A block of data
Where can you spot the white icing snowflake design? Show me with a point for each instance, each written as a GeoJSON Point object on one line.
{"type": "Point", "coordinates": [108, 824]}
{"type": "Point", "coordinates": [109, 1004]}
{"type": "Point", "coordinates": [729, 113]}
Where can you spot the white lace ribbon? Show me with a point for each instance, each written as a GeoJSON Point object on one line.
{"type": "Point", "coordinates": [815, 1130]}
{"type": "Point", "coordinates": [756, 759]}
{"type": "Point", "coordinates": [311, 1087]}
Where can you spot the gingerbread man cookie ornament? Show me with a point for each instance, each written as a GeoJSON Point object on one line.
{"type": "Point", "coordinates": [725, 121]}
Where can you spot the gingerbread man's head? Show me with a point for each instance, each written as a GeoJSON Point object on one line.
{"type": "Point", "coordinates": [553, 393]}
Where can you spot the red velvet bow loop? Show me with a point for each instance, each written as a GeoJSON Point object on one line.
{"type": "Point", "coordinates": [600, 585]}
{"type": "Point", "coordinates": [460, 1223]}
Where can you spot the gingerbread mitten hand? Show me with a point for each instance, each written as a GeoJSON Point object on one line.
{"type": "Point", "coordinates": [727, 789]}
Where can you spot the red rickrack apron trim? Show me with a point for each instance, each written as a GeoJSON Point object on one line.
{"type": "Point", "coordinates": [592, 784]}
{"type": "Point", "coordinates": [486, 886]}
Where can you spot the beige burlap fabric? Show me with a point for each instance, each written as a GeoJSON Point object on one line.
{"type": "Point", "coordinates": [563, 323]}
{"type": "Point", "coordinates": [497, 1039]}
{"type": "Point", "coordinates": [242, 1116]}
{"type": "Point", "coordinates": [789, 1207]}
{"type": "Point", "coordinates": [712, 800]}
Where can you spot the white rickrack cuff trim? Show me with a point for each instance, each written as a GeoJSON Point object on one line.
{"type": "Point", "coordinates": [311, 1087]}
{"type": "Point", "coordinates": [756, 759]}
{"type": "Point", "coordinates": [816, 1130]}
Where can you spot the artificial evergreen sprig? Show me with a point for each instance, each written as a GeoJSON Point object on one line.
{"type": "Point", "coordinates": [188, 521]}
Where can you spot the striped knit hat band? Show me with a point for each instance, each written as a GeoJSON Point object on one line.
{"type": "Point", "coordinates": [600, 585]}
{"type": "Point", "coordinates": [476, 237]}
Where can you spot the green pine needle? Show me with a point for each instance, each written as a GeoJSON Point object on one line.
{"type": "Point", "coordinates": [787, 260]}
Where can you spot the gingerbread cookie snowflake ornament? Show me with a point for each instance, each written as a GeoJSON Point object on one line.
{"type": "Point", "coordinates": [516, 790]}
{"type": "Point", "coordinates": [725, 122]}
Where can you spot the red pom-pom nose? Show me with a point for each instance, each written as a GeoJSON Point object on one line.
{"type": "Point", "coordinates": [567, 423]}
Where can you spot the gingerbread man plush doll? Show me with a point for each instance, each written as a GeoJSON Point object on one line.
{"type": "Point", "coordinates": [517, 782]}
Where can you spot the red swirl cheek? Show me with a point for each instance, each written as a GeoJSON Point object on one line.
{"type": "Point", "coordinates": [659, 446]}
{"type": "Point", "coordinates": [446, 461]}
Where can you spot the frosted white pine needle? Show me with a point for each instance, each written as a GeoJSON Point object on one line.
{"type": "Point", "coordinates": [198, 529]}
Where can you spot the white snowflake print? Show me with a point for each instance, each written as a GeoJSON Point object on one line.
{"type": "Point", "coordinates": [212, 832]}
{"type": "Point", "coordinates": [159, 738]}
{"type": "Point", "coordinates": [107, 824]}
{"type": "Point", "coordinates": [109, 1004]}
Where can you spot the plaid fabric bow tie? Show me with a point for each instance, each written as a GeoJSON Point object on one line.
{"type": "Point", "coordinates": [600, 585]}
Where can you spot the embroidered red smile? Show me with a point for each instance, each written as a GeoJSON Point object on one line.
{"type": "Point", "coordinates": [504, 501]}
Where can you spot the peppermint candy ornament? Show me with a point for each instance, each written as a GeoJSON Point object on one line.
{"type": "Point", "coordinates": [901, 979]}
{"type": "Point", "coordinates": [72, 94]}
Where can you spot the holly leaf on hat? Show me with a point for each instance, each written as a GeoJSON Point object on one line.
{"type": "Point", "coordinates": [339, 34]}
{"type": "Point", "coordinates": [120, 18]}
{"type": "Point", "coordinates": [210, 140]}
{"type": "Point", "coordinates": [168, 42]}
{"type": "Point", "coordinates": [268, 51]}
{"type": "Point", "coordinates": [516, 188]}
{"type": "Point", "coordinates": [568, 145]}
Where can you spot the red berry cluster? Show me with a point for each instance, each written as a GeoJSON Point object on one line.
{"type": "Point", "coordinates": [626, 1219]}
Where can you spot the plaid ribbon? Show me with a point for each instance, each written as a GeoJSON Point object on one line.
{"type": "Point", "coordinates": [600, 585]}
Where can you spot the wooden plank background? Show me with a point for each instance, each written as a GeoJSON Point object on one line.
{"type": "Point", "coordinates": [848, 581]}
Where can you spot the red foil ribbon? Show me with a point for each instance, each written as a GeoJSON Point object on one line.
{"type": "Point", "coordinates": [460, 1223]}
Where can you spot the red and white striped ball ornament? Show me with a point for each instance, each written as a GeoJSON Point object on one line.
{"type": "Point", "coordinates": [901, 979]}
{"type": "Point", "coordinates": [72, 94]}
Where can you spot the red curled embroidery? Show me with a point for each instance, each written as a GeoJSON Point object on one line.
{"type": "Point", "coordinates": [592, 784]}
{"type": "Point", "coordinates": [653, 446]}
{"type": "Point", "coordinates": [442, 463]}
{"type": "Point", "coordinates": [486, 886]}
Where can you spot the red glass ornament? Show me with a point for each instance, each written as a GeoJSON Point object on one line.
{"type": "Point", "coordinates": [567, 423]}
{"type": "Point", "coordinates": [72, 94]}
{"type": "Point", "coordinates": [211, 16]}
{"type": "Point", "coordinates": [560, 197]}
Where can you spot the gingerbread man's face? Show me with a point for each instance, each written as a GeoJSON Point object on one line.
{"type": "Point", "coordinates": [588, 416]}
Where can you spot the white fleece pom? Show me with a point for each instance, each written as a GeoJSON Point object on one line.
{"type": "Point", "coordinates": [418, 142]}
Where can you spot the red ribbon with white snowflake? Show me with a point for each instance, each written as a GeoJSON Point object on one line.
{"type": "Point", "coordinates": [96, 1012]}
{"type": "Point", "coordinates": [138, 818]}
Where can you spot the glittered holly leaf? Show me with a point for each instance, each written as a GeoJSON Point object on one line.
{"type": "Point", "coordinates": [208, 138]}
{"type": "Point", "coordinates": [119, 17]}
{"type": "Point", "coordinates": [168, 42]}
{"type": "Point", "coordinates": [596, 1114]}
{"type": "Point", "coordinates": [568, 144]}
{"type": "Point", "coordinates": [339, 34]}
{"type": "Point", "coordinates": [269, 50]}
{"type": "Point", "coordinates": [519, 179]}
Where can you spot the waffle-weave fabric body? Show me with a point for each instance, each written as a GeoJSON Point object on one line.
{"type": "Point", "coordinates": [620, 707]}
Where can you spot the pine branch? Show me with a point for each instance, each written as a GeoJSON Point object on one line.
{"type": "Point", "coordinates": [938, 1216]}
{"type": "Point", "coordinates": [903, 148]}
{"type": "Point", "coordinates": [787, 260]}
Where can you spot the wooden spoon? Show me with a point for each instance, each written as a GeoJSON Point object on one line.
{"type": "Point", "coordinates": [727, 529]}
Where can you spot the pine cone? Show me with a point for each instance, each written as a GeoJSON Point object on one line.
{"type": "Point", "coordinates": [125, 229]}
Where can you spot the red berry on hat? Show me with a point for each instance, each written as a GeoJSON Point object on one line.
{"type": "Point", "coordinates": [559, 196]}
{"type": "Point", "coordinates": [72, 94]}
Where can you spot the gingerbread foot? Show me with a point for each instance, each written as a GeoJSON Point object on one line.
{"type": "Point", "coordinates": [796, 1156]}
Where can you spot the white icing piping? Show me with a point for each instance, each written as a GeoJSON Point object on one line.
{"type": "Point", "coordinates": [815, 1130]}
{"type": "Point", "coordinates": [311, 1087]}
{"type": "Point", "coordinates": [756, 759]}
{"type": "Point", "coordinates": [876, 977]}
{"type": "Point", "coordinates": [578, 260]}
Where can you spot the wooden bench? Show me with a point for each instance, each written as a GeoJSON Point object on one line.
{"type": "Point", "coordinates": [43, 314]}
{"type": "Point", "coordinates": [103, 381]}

- _INSTRUCTION_: Starting at the line that contains "Where can you spot the wooden spoon?", copy each line exactly through the end of the listing above. Include that first line and the last one, and add nothing.

- _SOLUTION FOR THIS TASK_:
Where can you spot the wooden spoon? Show me with a point for each instance, each written as a GeoJSON Point object on one line.
{"type": "Point", "coordinates": [727, 529]}
Where can you spot the pine cone? Show me with a point for each instance, each written as a GeoJSON Point object on one line.
{"type": "Point", "coordinates": [125, 229]}
Where can you spot the red berry on hat? Show me with a point for each instance, each written as a GeoJSON Point object on one line.
{"type": "Point", "coordinates": [559, 196]}
{"type": "Point", "coordinates": [72, 94]}
Where can you spot the gingerbread foot? Show me with a point for each instance, each written as a GeoJSON Point object on one line.
{"type": "Point", "coordinates": [796, 1156]}
Where can you spot the white icing piping? Show me with a point for each instance, each written as a GeoJSON Point object on one line.
{"type": "Point", "coordinates": [815, 1130]}
{"type": "Point", "coordinates": [311, 1087]}
{"type": "Point", "coordinates": [756, 759]}
{"type": "Point", "coordinates": [876, 977]}
{"type": "Point", "coordinates": [578, 260]}
Where can you spot the wooden bench? Show me with a point for each instance, each written as a GeoJSON Point object on one line.
{"type": "Point", "coordinates": [43, 314]}
{"type": "Point", "coordinates": [103, 381]}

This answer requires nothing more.